- INPUT FOR THIS TASK:
§ §
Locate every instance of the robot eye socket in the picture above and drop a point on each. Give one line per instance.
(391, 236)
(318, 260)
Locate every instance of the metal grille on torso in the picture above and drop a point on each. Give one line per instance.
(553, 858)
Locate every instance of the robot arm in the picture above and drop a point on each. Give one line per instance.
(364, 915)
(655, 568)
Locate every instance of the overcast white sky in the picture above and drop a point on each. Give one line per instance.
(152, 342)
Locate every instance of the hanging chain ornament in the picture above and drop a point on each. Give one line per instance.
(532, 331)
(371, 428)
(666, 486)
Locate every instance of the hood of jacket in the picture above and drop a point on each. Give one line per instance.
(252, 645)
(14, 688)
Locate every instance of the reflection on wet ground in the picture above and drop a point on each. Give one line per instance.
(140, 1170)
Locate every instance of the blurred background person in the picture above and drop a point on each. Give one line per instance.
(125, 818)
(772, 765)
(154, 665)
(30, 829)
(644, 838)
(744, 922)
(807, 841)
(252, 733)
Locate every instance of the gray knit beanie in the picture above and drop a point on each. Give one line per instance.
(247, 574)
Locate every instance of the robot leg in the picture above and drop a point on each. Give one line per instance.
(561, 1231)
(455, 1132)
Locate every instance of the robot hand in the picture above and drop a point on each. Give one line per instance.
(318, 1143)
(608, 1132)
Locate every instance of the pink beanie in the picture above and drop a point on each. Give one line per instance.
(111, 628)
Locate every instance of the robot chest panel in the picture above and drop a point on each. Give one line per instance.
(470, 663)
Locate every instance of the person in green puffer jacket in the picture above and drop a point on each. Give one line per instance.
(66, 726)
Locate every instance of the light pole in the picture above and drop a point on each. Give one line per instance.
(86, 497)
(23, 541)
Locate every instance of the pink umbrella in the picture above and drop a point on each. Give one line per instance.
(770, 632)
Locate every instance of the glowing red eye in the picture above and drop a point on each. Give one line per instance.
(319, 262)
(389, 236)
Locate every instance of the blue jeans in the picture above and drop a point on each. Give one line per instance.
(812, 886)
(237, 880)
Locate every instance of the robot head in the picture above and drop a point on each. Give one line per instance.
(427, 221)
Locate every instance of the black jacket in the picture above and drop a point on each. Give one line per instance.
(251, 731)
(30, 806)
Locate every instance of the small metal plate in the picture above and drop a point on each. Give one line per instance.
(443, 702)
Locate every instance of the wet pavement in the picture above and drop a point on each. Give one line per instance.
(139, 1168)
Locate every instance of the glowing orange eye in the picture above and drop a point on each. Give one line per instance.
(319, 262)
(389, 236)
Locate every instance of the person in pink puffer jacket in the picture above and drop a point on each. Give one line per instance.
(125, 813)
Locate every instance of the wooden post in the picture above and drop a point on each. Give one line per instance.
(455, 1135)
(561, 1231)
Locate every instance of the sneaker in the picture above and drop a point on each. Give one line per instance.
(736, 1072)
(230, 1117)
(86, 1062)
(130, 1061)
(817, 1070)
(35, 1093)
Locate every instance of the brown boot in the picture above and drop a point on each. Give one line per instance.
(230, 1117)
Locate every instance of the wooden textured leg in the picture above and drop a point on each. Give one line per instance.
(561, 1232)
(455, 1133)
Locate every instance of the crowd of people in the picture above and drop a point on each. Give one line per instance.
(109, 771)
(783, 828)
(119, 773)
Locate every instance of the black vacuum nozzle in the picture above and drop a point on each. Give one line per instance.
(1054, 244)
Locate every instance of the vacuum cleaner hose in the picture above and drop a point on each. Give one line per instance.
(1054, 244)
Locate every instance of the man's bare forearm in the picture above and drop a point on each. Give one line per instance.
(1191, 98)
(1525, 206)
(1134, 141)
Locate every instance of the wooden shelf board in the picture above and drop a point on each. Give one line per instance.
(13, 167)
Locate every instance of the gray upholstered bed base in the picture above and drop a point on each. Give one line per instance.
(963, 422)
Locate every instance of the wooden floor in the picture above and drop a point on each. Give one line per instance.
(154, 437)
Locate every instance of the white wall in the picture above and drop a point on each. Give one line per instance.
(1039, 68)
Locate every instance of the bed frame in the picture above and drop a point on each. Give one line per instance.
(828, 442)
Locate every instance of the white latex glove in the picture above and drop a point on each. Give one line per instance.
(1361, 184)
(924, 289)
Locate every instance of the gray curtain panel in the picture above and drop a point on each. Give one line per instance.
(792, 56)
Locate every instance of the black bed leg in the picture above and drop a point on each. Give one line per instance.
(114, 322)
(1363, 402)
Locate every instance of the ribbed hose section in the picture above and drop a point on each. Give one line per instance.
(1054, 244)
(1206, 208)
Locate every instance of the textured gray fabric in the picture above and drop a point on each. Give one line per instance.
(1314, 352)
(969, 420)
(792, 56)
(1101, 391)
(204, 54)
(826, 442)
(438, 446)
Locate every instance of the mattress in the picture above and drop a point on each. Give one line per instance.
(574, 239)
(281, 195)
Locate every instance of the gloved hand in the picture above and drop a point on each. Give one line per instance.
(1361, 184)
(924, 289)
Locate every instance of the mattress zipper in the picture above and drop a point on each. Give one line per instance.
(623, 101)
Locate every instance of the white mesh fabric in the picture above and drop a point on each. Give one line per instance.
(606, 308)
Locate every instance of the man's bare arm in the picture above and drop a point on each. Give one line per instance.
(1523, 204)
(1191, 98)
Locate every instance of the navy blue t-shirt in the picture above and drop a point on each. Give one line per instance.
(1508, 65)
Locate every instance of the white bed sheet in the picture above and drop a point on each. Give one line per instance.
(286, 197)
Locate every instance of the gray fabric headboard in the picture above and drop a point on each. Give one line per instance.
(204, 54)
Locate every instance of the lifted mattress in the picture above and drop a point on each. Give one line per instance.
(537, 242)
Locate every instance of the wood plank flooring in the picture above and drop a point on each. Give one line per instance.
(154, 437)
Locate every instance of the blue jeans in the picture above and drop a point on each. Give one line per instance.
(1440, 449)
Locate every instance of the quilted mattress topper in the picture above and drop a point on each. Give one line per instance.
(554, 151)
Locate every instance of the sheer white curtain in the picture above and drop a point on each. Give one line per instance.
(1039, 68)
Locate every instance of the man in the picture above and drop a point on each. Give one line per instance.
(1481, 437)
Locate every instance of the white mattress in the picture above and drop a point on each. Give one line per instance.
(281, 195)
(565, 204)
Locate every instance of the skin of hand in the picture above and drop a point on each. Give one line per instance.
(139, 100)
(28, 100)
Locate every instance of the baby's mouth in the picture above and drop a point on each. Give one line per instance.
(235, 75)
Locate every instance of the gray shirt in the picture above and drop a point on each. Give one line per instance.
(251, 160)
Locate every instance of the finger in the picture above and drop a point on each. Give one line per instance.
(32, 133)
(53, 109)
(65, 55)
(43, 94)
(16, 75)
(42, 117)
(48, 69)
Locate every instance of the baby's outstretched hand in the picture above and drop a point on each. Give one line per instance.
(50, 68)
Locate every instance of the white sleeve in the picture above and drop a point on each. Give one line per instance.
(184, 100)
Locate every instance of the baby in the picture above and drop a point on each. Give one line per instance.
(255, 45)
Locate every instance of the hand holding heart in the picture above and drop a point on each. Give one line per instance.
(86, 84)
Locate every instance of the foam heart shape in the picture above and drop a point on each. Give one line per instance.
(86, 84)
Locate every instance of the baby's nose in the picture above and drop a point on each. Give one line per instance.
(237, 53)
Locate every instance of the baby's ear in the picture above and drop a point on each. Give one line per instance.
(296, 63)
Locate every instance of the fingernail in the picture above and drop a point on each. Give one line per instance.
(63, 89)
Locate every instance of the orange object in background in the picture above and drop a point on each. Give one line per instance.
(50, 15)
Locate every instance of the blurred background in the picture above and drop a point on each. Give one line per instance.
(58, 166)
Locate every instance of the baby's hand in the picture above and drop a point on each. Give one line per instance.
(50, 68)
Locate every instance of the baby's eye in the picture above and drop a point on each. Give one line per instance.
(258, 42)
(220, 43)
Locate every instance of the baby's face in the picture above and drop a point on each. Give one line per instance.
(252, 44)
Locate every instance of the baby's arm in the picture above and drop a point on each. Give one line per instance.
§ §
- SET PROBLEM: Rewrite the items above as a numbered list, from the line containing "Locate every instance of the baby's hand" through the last line of the items, with both of those lines included. Omit any blank lines.

- THE ANSWER:
1. Locate every instance of the baby's hand in the picture above and drop a point on each. Give one line per instance.
2. (50, 68)
3. Locate every instance of the baby's eye in the picture above and drop a point on each. Give one line per instance.
4. (258, 42)
5. (220, 43)
6. Locate every instance of the baby's face in the picture above and drop a point on each. Give one line per instance.
7. (252, 44)
8. Locate every instance of the baby's arm in the picture above and drop a point on each. Give one line per instance.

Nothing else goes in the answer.